### Data to use:
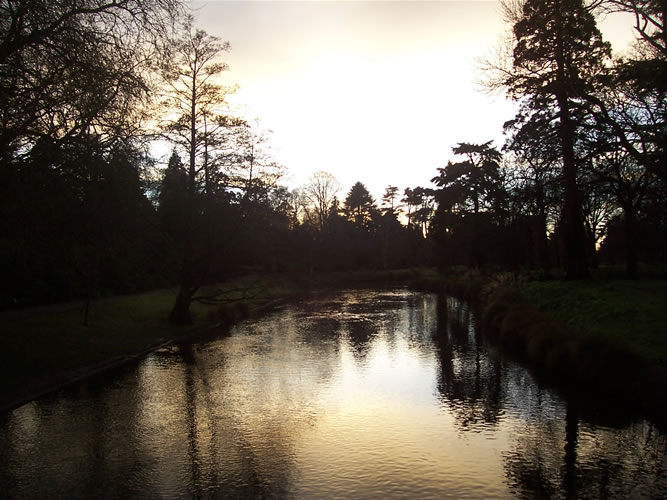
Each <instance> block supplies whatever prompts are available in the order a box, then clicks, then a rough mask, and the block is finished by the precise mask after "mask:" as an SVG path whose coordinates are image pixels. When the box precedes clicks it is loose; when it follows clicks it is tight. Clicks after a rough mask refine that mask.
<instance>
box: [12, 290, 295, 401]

* * *

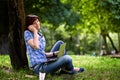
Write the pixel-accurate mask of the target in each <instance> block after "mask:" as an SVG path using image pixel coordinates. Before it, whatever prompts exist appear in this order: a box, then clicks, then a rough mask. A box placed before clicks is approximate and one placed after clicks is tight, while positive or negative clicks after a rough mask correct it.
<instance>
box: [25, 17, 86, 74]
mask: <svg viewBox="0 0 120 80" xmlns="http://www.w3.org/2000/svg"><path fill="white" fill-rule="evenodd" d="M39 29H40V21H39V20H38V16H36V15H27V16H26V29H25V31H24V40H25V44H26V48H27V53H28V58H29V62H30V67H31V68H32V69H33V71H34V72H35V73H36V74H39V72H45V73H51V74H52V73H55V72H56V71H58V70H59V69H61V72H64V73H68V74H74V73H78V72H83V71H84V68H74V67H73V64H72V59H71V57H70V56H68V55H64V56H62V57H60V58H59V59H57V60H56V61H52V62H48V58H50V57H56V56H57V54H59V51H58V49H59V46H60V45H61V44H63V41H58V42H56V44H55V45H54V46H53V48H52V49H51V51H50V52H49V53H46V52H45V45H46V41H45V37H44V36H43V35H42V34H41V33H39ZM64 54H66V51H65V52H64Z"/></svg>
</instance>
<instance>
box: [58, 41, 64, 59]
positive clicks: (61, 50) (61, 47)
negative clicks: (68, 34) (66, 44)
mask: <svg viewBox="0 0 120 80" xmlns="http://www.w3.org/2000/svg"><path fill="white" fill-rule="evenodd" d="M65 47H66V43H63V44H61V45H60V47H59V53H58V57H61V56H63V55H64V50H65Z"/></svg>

---

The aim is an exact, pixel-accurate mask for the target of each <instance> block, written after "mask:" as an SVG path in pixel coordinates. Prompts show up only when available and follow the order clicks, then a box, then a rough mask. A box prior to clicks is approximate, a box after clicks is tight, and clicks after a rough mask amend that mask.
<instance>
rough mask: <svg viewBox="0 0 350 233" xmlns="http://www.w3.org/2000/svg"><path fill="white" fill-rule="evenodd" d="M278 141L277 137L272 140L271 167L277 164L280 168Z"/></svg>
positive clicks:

### Brief:
Return the lines of the listing starting at the line containing "Each <instance> block supplies" and ending at the line containing "box: [12, 290, 295, 401]", reproducing them verbatim.

### Result:
Each <instance> block supplies whatever prompts are available in the order a box, then clicks, then a rough mask, and the block is finished by the precise mask after "mask:" as an SVG path whose coordinates are image pixels. When the box precedes clicks it is loose; when it follows clicks it is tight. Clicks after a rough mask refine that mask.
<instance>
box: [12, 290, 295, 401]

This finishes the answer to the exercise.